# TEXT TO READ:
»»

Lecture 36 Review 2

Exercise 36.1 Determine if the following series converge or diverge. In the case of a convergent series, find the sum of the series.

\(\sum_{n=0}^{\infty} \frac{\cos{(\pi n)}}{(\sin{\left(\frac{\pi}{3}\right)})^n}\)
\(\displaystyle \sum_{n=0}^{\infty} \frac{3^{n+1}+2^{2n}}{7^n}\)

We can re-write the series as \[\sum_{n=0}^{\infty} \frac{\cos{(\pi n)}}{(\sin{\left(\frac{\pi}{3}\right)})^n}=\sum_{n=0}^{\infty}(-1)^n\left(\frac{2}{\sqrt{3}}\right)^n\] We get then that \(\displaystyle r= \frac{-2}{\sqrt{3}}\) and so, \(|r|>1\) which gives that this geometric series diverges.
We can re-write the series as \[ \sum_{n=0}^{\infty} \frac{3^{n+1}+2^{2n}}{7^n}=\sum_{n=0}^{\infty}\left( 3\left(\frac{3}{7}\right)^n+\left(\frac{4}{7}\right)^n\right)\] We have that the series \[\sum_{n=0}^{\infty}3\left(\frac{3}{7}\right)^n\] converges since \(\displaystyle \frac{3}{7} <1\). The sum is \[\sum_{n=0}^{\infty}3\left(\frac{3}{7}\right)^n=\frac{3}{1-\frac{3}{7}}=\frac{21}{4}\] We also have the series \[\sum_{n=0}^{\infty}\left(\frac{4}{7}\right)^n\] converges since \(\displaystyle \frac{4}{7}<1\). The sum is \[\sum_{n=0}^{\infty}\left(\frac{4}{7}\right)^n=\frac{1}{1-\frac{4}{7}}=\frac{7}{3}\] From this we get that \(\displaystyle \sum_{n=0}^{\infty}\left( 3\left(\frac{3}{7}\right)^n+\left(\frac{4}{7}\right)^n\right)\) converges and the sum is \[\sum_{n=0}^{\infty} \frac{3^{n+1}+2^{2n}}{7^n}=\frac{21}{4}+\frac{7}{3}=\frac{91}{12}\]

Exercise 36.2 Test the following series for convergence by making a suitable comparison.

\(\sum_{n=1}^{\infty} \frac{\sqrt{n}}{n^2+2n+2}\)
\(\displaystyle \sum_{n=1}^{\infty} \sin\bigg(\frac{1}{n}\bigg)\)
\(\displaystyle \sum_{n=1}^{\infty} \frac{3^{1/n}}{n^3}\)

««

# Coordinate labeling data:
»»

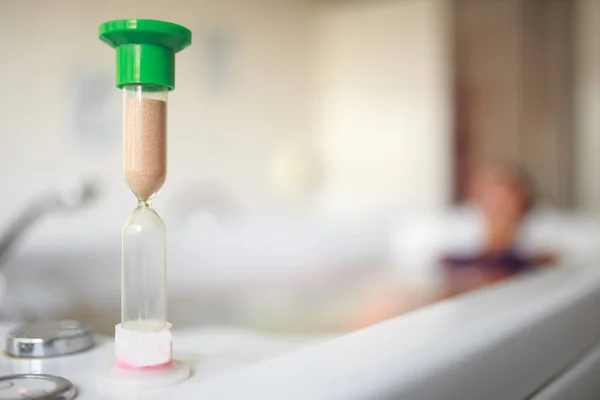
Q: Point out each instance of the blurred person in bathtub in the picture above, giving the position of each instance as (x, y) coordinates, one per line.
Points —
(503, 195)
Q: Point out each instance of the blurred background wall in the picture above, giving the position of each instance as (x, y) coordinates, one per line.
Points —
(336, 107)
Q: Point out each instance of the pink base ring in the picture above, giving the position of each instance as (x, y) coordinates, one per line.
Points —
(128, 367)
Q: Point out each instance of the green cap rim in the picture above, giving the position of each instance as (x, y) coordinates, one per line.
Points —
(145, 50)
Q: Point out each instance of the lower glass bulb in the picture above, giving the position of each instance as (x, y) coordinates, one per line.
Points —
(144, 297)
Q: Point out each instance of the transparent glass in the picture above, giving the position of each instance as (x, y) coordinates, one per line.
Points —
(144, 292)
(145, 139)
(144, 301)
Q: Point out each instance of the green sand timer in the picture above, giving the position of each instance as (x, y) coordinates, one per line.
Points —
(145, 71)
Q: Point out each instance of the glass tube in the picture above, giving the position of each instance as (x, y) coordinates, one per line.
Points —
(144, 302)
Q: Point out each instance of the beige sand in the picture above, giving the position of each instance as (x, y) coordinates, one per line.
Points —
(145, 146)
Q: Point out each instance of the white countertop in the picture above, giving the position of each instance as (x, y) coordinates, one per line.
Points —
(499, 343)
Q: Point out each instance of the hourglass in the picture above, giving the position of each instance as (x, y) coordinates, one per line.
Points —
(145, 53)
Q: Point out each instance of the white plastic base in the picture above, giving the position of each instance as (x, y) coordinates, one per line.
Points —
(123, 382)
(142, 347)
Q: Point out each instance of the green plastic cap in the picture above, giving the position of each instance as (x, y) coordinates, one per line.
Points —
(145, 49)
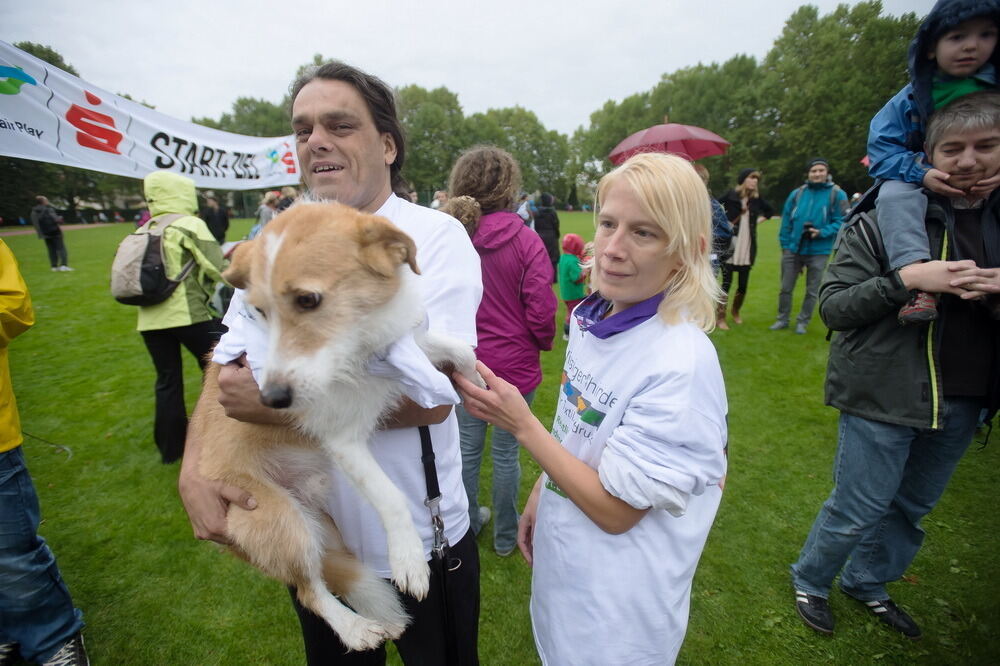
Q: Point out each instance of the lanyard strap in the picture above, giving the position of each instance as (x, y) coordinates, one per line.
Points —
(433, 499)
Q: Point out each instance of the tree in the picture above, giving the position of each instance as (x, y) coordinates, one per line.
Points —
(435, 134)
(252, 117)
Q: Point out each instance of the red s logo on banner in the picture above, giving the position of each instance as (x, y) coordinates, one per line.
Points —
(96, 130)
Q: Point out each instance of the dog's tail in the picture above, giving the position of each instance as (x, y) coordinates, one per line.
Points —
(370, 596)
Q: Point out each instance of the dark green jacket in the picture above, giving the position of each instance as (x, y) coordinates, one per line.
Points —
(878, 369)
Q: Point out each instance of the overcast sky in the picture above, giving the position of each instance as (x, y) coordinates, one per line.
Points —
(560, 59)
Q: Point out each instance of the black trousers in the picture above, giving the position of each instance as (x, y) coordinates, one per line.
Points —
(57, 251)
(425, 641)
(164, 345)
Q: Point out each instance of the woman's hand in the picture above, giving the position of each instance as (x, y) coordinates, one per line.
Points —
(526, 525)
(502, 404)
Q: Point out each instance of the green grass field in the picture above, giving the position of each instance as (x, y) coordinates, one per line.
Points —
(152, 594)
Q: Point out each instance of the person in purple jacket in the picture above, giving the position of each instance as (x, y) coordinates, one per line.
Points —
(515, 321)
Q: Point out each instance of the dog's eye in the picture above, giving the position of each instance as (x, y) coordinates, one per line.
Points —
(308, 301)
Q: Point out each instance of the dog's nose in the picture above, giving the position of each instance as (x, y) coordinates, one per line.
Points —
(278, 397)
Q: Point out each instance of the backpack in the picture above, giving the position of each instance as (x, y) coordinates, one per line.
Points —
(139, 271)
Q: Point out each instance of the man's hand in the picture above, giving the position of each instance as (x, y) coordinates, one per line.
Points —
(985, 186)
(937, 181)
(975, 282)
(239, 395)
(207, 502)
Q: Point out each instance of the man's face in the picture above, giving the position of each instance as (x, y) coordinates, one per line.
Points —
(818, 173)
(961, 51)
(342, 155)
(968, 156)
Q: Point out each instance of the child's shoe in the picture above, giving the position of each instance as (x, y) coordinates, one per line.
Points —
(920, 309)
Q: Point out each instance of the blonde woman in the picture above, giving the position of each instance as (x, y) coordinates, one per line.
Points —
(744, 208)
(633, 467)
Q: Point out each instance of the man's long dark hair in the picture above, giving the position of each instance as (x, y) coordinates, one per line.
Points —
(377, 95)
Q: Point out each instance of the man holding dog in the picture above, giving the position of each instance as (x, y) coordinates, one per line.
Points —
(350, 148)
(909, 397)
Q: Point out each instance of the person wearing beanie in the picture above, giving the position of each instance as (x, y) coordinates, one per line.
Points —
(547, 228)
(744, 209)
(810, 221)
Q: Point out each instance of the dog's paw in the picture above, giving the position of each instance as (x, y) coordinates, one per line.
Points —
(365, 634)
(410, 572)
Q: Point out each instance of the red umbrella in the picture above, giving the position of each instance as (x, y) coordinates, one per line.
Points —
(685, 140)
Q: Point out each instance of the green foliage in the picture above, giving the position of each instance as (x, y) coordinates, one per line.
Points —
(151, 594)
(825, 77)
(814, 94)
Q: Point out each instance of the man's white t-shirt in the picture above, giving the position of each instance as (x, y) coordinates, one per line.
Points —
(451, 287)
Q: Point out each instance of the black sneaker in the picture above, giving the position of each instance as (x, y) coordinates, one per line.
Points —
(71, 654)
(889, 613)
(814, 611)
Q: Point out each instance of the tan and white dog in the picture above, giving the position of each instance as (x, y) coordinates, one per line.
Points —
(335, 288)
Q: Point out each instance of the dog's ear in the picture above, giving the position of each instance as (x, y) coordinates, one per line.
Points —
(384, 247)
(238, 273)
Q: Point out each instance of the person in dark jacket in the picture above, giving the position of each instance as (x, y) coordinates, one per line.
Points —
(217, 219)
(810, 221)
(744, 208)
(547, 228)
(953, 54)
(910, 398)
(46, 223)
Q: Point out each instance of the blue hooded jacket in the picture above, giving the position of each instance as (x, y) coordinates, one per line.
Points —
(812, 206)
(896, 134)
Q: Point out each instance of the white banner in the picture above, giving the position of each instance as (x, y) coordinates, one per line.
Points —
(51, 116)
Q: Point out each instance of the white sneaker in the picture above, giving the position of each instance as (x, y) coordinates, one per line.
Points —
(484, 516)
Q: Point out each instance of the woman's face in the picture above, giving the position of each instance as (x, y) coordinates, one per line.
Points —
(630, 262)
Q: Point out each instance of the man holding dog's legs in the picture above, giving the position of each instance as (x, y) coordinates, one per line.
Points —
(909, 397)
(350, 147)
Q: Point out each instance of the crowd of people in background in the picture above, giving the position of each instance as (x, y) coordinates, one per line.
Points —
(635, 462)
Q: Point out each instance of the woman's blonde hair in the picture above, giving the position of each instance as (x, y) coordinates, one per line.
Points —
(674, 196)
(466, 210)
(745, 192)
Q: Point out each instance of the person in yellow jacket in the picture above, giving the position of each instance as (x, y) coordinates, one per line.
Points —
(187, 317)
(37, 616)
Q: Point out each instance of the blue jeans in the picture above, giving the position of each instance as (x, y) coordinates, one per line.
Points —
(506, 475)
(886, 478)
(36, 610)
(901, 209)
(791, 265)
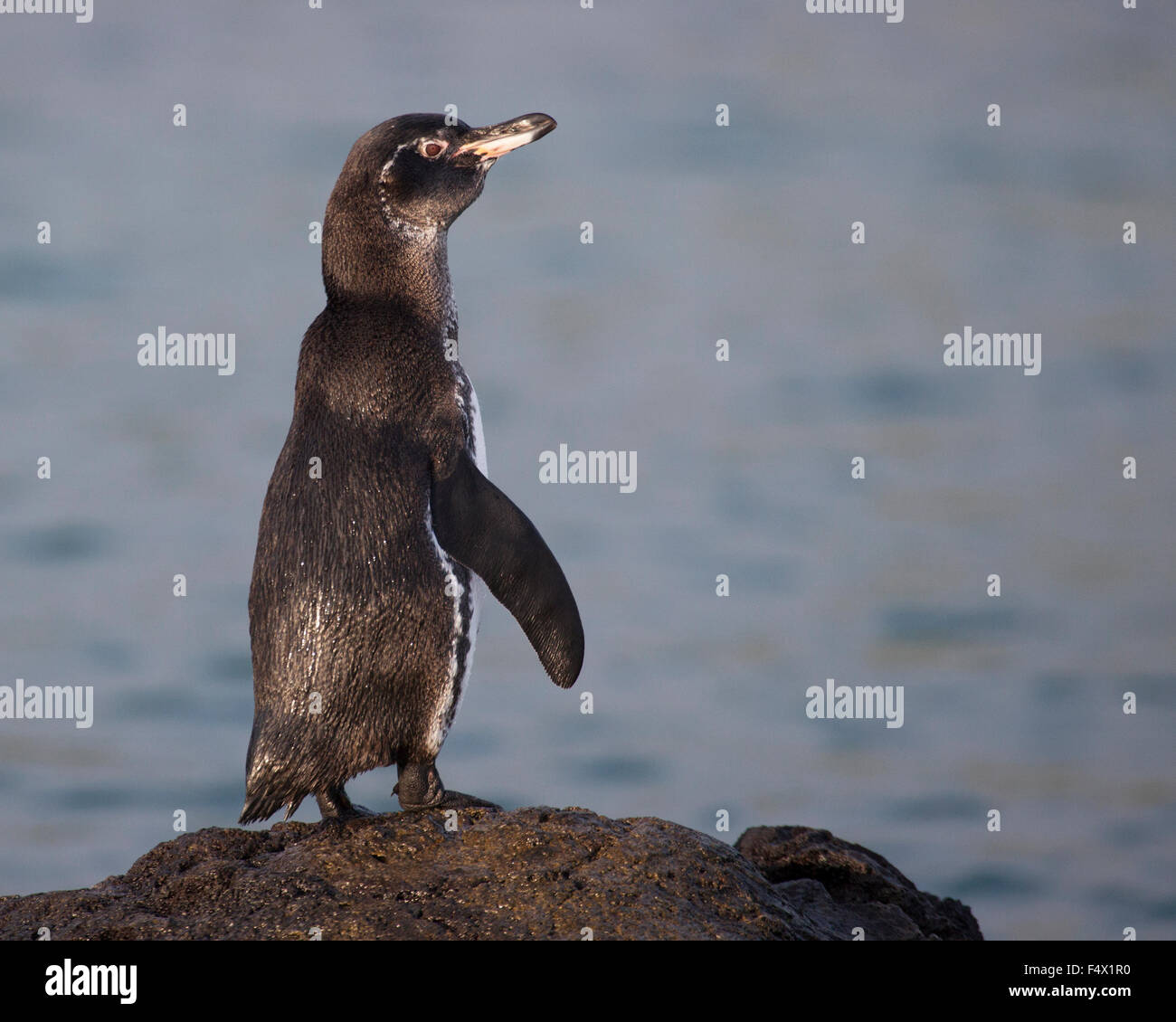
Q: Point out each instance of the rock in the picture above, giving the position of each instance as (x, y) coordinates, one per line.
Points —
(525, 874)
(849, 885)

««

# DIRECTIVE:
Write a continuation of the lecture review on infinite series, starting after its last line. This listing has no connection to the lecture review on infinite series.

# RESPONSE FOR THIS EXERCISE:
\(\displaystyle \sum_{n=1}^{\infty} \frac{\arctan n}{n}\)
\(\displaystyle \sum_{n=1}^{\infty} \frac{n!}{n^n}\)

For positive \(n\), \(n^2 + 2n + 2 > n^2\), so:

\[ \frac{\sqrt{n}}{n^2 + 2n + 2} < \frac{\sqrt{n}}{n^2} = \frac{1}{n^{3/2}} \]

and \(\displaystyle \sum_{n=1}^{\infty} \frac{1}{n^{3/2}}\) converges (p-series test), so by the comparison test \(\displaystyle \sum_{n=1}^{\infty} \frac{\sqrt{n}}{n^2+2n+2}\) also converges.

For small values of the argument, \(\sin(z) \approx z\). Formally, \(\displaystyle \lim_{z \to 0} \frac{\sin(z)}{z} = 1\). Letting \(z = \frac{1}{n}\), \(z \to 0 = n \to \infty\), so

\[ \lim_{n \to \infty} \frac{\sin\left(\frac{1}{n}\right)}{ \frac{1}{n}} = 1 \]

and \(\displaystyle \sum_{n=1}^{\infty} \frac{1}{n}\) diverges, so by the limit comparison test, \(\displaystyle \sum_{n=1}^{\infty} \sin \bigg(\frac{1}{n} \bigg)\) diverges.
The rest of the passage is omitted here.